O’Keefe describes being in a coffee-house in St. Martin’s Lane on the very morning when the famous No. 45 came[Pg 259] out. The unconscious newsman came in, and, as a matter of course, laid the paper on the table before him. About the year 1777 O’Keefe was standing talking with his brother at Charing Cross, when a slender figure in a scarlet coat with a large bag, and fierce three-cocked hat, crossed the way, carefully choosing his steps, the weather being wet—it was John Wilkes.[470]
When Fuseli returned to London in 1779, after his foreign tour, he resided with a portrait painter named Cartwright, at No. 100 St. Martin’s Lane,[471] and he remained there till his marriage with Miss Rawlins in 1788, when he removed to Foley Street. Here he commenced his acquaintance with Professor Bonnycastle, and produced his popular picture of “The Nightmare” (1781), by which the publisher of the print realised £500. Here also he revised Cowper’s version of the Iliad, and became acquainted with Sir Joshua Reynolds and Dr. Moore, the author of Zeluco.
May’s Buildings bear the date of 1739. Mr. May, who built them, lived at No. 43, which he ornamented with pilasters and a cornice. This house used to be thought a good specimen of architectural brickwork.
The club of “The Eccentrics,” in May’s Buildings, was, in 1812, much frequented by the eloquent Richard Lalor Sheil, by William Mudford, the editor of the Courier, a man of logical and sarcastic power,—and by “Pope Davis,” an artist, in later years a great friend of the unfortunate Haydon. “Pope Davis” was so called from having painted, when in Rome, a large picture of the “Presentation of the Shrewsbury Family to the Pope.”[472]
The Royal Society of Literature, at 4 St. Martin’s Place, Charing Cross, was founded in 1823, “for the advancement of literature,” on which at present it has certainly had no very perceptible influence. It was incorporated by royal charter Sept. 13, 1826. George IV. gave 1000 guineas a[Pg 260] year to this body, which rescued the last years of Coleridge’s wasted life from utter dependence, and placed Dr. Jamieson above want. William IV. discontinued the lavish grant of a king who was generous only with other people’s money, and was always in debt; and since that the somewhat effete society has sunk into a Transaction Publishing Society, or rather a club with an improving library. Sir Walter Scott’s opposition to the society was as determined as Hogarth’s against the Royal Academy. “The immediate and direct favour of the sovereign,” said Scott, who had a superstitious respect for any monarch, “is worth the patronage of ten thousand societies.” Literature wants no patronage now, thank God, but only intelligent purchasers; and whether a king does or does not read an author’s work, is of small consequence to any writer.
▬▬▬▬▬▬
**Aim of the task:** Carry on the account of St. Martin's Lane and its residents and societies, starting right after its last sentence.

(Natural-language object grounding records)
▬▬▬▬▬▬
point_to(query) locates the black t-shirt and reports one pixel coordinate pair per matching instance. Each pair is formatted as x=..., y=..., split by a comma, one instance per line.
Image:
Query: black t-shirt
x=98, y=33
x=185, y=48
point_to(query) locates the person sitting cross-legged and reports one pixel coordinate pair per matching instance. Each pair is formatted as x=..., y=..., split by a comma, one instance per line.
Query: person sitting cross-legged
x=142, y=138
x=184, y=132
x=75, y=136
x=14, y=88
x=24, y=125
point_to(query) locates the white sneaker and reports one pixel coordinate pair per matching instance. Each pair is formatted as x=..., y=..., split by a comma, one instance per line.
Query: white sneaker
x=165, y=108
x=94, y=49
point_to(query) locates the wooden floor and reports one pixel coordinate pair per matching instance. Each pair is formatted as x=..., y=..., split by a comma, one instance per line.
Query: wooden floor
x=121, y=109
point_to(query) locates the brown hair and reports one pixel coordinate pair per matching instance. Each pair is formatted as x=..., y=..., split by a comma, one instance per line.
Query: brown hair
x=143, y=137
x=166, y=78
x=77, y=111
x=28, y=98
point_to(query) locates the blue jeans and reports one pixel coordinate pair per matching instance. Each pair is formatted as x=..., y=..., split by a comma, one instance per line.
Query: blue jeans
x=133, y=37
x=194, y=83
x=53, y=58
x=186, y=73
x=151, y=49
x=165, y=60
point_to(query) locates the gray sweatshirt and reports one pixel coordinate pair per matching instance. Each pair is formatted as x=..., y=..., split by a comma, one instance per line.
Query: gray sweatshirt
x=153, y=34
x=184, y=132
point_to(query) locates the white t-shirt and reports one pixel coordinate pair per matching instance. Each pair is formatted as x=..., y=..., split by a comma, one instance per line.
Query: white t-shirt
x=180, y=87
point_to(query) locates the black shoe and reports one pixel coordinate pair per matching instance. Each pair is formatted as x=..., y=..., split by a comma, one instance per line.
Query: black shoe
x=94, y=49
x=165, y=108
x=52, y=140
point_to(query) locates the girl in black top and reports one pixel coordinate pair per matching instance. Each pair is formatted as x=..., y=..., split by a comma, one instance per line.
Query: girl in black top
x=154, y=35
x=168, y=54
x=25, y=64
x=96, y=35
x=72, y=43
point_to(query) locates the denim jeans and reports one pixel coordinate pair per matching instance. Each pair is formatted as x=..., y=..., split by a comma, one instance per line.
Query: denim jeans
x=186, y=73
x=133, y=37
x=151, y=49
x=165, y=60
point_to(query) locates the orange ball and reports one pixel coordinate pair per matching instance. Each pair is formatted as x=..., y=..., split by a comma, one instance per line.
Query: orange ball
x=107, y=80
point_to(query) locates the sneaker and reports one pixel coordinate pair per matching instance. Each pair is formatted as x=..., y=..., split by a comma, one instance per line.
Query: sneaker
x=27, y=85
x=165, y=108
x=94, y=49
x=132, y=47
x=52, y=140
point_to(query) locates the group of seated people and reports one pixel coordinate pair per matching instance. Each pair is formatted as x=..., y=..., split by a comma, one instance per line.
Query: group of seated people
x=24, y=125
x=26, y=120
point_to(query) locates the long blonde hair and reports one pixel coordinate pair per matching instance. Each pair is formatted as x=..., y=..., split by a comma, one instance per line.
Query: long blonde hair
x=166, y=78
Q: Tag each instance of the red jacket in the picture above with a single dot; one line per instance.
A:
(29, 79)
▬▬▬▬▬▬
**Written response:**
[Pg 261]Admission to the Royal Society of Literature is obtained by a certificate, signed by three members, and an election by ballot. Ordinary members pay three guineas on admission, and two guineas annually, or compound by a payment of twenty guineas. The society devotes itself for the most part to the study of Greek and Latin inscriptions and Egyptian literature.[473] This learned body also professes to fix the standard of the English language; to read papers on history, poetry, philosophy, and philology; to correspond with learned men in foreign countries; to reward literary merit; and to publish unedited remains of ancient literature.
St. Martin’s Lane has seen many changes. Cranbourne Alley is gone with all its bonnet-shops, and the Mews and C’ribbee Islands are no more, but there still remain a few old houses, with brick pilasters and semi-Grecian pediments, to remind us of the days of Fuseli and Reynolds, Hayman and Old Slaughter’s, Hogarth and Roubilliac. I can assure my readers that a most respectable class of ghosts haunts the artist quarter in St. Martin’s Lane.